What is asked:
1. Which fields does the structure initializer in the amdgpu patch thread below set? List every one.
2. In the amdgpu patch thread below, why does Felix doubt that allocating a new page table could evict existing ones and cause a VM fault?

Selected passage:
————

[PATCH] drm/amdgpu: fix potential VM faults

Thu Sep 19 14:29:44 UTC 2019

I'm not disagreeing with the change. Just trying to understand how this 
could have caused a VM fault. If the page tables are reserved or fenced 
while you allocate a new one, they would not be evicted. If they are not 
reserved or fenced, there should be no expectation that they stay resident.

Is this related to recoverable page fault handling? Do we need some more 
generic way to handle eviction of page tables and update the parent page 
directory (invalidate the corresponding PDE)?

Regards,
   Felix

On 2019-09-19 4:41, Christian König wrote:
> When we allocate new page tables under memory
> pressure we should not evict old ones.
>
> Signed-off-by: Christian König <christian.koenig at amd.com>
> ---
>   drivers/gpu/drm/amd/amdgpu/amdgpu_object.c | 3 ++-
>   1 file changed, 2 insertions(+), 1 deletion(-)
>
> diff --git a/drivers/gpu/drm/amd/amdgpu/amdgpu_object.c b/drivers/gpu/drm/amd/amdgpu/amdgpu_object.c
> index 70d45d48907a..8e44ecaada35 100644
> --- a/drivers/gpu/drm/amd/amdgpu/amdgpu_object.c
> +++ b/drivers/gpu/drm/amd/amdgpu/amdgpu_object.c
> @@ -514,7 +514,8 @@ static int amdgpu_bo_do_create(struct amdgpu_device *adev,
>   		.interruptible = (bp->type != ttm_bo_type_kernel),
>   		.no_wait_gpu = bp->no_wait_gpu,
>   		.resv = bp->resv,
> -		.flags = TTM_OPT_FLAG_ALLOW_RES_EVICT
> +		.flags = bp->type != ttm_bo_type_kernel ?
> +			TTM_OPT_FLAG_ALLOW_RES_EVICT : 0
>   	};
>   	struct amdgpu_bo *bo;
>   	unsigned long page_align, size = bp->size;

————

Given information:
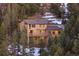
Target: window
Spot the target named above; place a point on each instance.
(29, 25)
(33, 25)
(59, 32)
(53, 32)
(31, 31)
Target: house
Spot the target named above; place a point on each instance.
(38, 30)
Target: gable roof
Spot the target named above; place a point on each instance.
(36, 21)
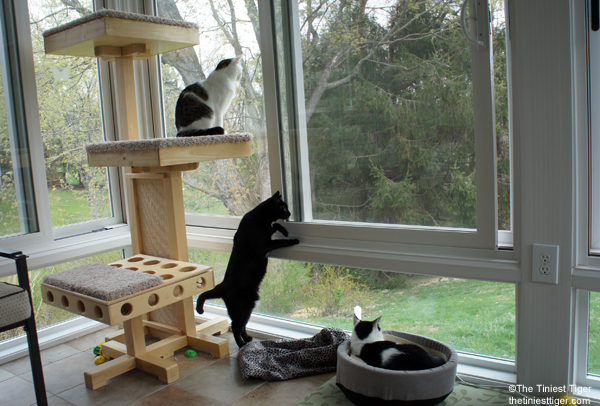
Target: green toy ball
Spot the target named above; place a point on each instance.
(190, 353)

————

Final answers:
1. .interruptible, .no_wait_gpu, .resv, .flags

2. Page tables that are reserved or fenced during the allocation would not be evicted. If they are not reserved or fenced, there is no expectation that they stay resident anyway.